サイバネティック・テクノロジーは機械部品と有機組織との融合における代表的な成功例であり、この技術の発達によって、外科医たちは患者に直接機械の移植を行えるようになった。このテクノロジーは軍事的にも事実上際限なく利用されており、激しい外傷を負った兵士の再生を除けば、サイバネティック移植によって、照準スコープとして働く目、強靭さとスピードを増加させる強力なサーヴォ機構、その他の高性能な付属肢を患者に提供することができるようになった。しかし、サイバネティック移植には恐ろしい一面も存在し、犠牲者をコンピューター制御された奴隷や、無数の兵器を組み込んだ恐るべき機械の怪物へと変えてしまうこともできるのだ。
軍事組織や医療施設、個人的な顧客への販売目的でサイバネティック移植物を製造していた企業は、ほんの一握りしか存在しいない。このような装置は例外なく極めて高価であり、患者への移植にも難解かつ高コストな外科的処置が要求された。また、サイバネティック移植を行っている間は、患者にとっても非常に危険な状態であり、特に移植箇所が脳の場合は危険度も著しく高騰する。こうした手術では、いかなるミスであっても脳への恒久的なダメージを引き起こし、昏睡状態や、最悪の場合は死へと繋がるのだ。
ボーグ・コンストラクトAj^6は、商業的に流通している最も洗練されたサイボーグ・ユニットである。Aj^6は使用者と大型コンピューター・ネットワークとを調和させるように設計されており、使用者の頭蓋骨に直接移植される。一度適切に移植されれば、この装置は移植者の脳にナノスレッドを送信し、バイオコンピューター・ユニットと新造サイボーグ(移植者)との間における接続を確立することができるのだ。ベスピンのクラウド・シティで長年にわたって行政官補佐を務めていたロボットという名のサイボーグも、日々の業務の多くの場面で、Aj^6ユニットの恩恵にあずかっていた。

» データ行:

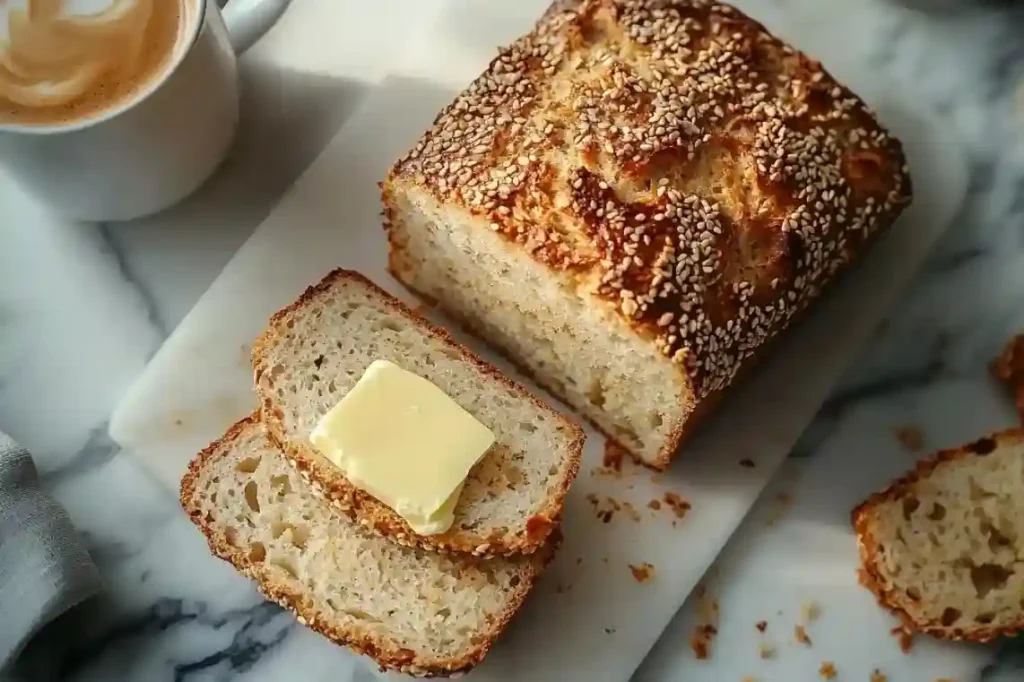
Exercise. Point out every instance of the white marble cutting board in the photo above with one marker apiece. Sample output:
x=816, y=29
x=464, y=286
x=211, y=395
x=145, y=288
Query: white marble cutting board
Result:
x=591, y=620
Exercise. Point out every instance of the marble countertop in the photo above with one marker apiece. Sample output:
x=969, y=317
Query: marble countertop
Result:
x=83, y=307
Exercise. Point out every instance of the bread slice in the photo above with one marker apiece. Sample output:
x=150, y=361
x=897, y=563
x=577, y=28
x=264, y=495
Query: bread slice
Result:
x=415, y=611
x=316, y=349
x=633, y=221
x=943, y=547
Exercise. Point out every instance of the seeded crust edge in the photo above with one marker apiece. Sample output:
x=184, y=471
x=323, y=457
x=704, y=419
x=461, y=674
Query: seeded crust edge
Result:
x=700, y=408
x=684, y=428
x=870, y=576
x=369, y=511
x=385, y=653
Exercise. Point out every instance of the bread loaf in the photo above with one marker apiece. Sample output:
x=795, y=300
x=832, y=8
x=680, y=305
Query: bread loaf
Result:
x=637, y=197
x=942, y=546
x=314, y=351
x=415, y=611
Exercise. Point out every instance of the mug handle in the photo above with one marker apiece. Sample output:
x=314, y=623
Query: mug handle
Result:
x=247, y=20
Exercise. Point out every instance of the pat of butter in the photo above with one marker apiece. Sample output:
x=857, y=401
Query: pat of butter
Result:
x=401, y=439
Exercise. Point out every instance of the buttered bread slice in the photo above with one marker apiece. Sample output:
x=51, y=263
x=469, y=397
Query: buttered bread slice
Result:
x=316, y=350
x=420, y=612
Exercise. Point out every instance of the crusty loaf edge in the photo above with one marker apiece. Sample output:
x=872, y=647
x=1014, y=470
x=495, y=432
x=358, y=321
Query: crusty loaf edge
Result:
x=684, y=428
x=868, y=546
x=385, y=653
x=369, y=511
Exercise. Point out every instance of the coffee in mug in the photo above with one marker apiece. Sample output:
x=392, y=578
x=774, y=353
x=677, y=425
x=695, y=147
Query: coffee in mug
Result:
x=65, y=61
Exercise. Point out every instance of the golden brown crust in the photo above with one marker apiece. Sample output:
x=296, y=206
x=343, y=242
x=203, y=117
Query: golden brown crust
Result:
x=672, y=161
x=369, y=511
x=1009, y=368
x=387, y=654
x=868, y=546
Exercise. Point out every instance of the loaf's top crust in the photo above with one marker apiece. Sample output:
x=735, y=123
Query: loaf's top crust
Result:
x=673, y=160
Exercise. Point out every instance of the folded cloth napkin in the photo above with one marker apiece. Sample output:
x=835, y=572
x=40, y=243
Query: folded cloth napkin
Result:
x=44, y=566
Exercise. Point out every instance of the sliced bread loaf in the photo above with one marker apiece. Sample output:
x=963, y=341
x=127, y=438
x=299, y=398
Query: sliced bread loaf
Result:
x=943, y=547
x=415, y=611
x=316, y=349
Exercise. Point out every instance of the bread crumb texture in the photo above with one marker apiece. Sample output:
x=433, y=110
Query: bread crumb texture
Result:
x=414, y=611
x=642, y=572
x=1009, y=368
x=942, y=547
x=903, y=637
x=674, y=160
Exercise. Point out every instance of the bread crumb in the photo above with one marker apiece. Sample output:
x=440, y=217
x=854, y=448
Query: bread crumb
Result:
x=613, y=456
x=911, y=437
x=605, y=507
x=677, y=504
x=700, y=641
x=1009, y=369
x=904, y=637
x=643, y=572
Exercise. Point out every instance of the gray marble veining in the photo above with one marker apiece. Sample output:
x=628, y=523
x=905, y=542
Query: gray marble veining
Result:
x=78, y=323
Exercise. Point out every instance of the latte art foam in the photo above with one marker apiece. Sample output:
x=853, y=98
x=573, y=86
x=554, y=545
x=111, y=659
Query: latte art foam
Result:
x=60, y=66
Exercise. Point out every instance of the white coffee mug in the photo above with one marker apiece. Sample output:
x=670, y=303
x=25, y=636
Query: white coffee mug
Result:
x=161, y=144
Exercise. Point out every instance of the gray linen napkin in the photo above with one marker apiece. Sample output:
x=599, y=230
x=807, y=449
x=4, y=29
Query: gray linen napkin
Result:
x=44, y=567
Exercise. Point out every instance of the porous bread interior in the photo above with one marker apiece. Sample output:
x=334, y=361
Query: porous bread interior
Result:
x=440, y=607
x=950, y=549
x=325, y=348
x=570, y=344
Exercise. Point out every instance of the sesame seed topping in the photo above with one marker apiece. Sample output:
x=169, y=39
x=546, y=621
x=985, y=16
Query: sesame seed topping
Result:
x=708, y=178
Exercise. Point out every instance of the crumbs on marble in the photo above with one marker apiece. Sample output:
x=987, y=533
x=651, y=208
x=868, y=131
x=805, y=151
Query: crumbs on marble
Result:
x=707, y=628
x=642, y=572
x=701, y=639
x=678, y=506
x=903, y=637
x=1009, y=369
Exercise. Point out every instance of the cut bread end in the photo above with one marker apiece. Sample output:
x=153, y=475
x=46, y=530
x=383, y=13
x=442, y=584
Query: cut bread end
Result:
x=942, y=547
x=318, y=347
x=418, y=612
x=571, y=344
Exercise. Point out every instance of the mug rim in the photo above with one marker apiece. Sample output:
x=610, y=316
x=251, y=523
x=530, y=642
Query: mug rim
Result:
x=188, y=41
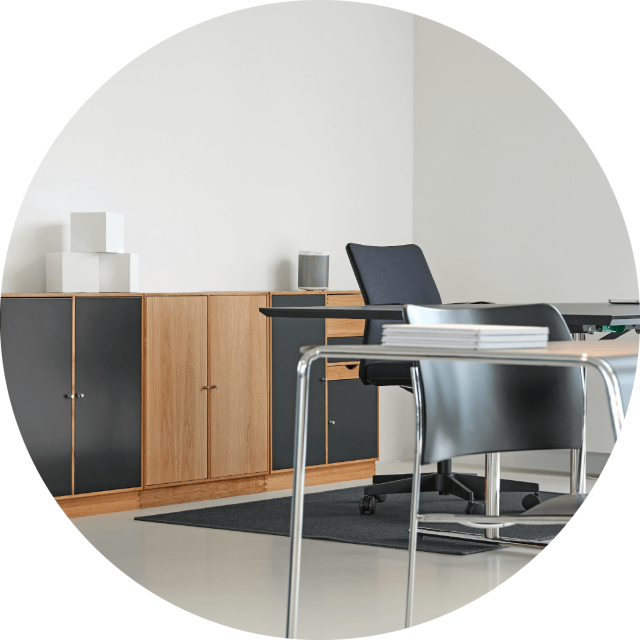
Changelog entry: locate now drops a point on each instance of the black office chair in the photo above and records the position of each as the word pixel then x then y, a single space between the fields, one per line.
pixel 401 275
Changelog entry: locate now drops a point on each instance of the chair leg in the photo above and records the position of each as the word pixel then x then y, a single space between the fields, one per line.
pixel 415 496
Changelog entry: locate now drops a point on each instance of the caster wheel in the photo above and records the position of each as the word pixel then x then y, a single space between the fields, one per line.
pixel 368 505
pixel 475 509
pixel 530 501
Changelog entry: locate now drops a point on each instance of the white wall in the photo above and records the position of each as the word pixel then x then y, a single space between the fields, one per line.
pixel 240 140
pixel 510 203
pixel 233 144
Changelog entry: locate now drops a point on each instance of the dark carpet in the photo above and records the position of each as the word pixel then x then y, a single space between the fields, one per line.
pixel 334 515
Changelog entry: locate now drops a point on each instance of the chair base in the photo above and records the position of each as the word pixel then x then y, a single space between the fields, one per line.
pixel 467 486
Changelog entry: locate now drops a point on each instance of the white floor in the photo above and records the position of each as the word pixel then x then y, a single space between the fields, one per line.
pixel 239 580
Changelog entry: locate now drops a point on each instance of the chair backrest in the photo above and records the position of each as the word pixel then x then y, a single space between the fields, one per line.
pixel 484 408
pixel 391 275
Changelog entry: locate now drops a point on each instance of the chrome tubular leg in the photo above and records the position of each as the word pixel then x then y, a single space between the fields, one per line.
pixel 415 493
pixel 578 473
pixel 297 502
pixel 492 490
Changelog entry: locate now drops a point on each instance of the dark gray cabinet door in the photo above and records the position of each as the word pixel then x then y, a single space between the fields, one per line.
pixel 108 374
pixel 353 407
pixel 287 336
pixel 36 358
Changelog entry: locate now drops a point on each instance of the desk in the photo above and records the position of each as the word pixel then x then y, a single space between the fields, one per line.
pixel 614 362
pixel 581 317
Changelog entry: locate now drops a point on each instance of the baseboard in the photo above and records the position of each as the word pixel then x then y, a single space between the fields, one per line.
pixel 89 505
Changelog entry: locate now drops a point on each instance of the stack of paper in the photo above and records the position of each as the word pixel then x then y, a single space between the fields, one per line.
pixel 464 336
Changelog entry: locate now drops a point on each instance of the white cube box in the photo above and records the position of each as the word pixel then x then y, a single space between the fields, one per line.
pixel 119 272
pixel 73 272
pixel 97 232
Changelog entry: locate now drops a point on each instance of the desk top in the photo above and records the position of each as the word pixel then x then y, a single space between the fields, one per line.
pixel 576 314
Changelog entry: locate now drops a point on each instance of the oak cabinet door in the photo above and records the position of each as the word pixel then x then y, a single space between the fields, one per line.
pixel 239 395
pixel 176 381
pixel 36 344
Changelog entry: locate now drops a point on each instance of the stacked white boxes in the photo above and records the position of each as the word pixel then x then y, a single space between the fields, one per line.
pixel 96 262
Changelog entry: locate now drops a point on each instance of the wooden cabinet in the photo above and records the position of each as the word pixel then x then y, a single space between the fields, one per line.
pixel 207 387
pixel 126 401
pixel 343 413
pixel 239 376
pixel 55 348
pixel 176 381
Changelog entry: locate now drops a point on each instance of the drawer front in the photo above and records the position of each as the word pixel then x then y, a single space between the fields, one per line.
pixel 346 371
pixel 338 327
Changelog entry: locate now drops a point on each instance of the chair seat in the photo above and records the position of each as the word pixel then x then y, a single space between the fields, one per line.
pixel 384 373
pixel 560 506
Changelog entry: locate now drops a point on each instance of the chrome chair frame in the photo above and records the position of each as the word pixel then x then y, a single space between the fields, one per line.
pixel 492 479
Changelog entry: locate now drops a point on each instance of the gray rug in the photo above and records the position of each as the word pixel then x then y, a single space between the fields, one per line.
pixel 334 515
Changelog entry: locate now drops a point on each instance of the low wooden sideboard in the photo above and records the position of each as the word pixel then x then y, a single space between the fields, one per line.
pixel 149 399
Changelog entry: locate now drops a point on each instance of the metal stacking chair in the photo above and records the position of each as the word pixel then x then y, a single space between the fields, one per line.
pixel 465 408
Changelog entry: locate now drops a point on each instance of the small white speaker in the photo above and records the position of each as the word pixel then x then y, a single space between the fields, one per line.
pixel 313 270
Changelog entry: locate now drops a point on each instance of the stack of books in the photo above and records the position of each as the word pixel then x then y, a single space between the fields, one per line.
pixel 464 336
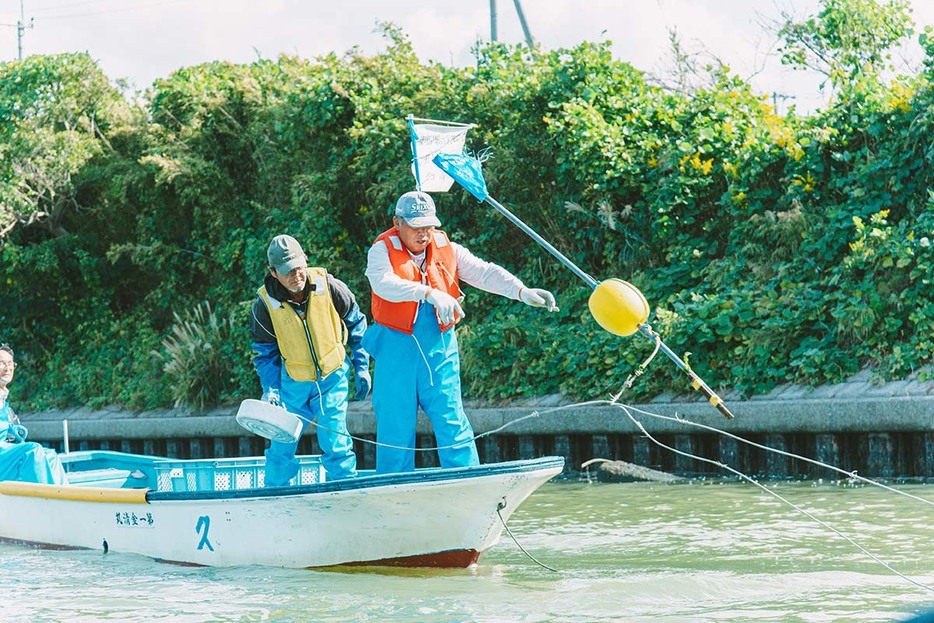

» 作業内容: サイバネティック技術を解説した本文抜粋について、最後の文の後に続く文章を書いてください。

» 解答:
Aj^6の注目すべき特徴は、移植者の知性を向上させることである。この装置のサイボーグ・コンピューターは、他の機能を有するホストへの接続だけでなく、使用者の論理的能力と推論能力を向上させる働きがあるのだ。移植を受けた後のサイボーグは中央コンピューターと直接通信を行い、精神的にコンピューター・システムを制御できるようになる。また、サイボーグは通常のコンピューター・オペレーターのおよそ20倍の速度でデータの解析を行うことが可能である。
Aj^6のコンピューターには莫大な量のデータが蓄積されており、サイボーグはこれらすべてに対して精神的なアクセスを行える。また、この装置にはナレッジ・カートリッジを装着するための外部ポートも用意されており、サイボーグはあらゆる分野にわたる情報を、事実上無限に入手することが可能である。したがって、サイボーグはどのような状況でも、あるいはどのような処置を行う際にでも、必要となるデータをロードし、それを処理することができるのだ。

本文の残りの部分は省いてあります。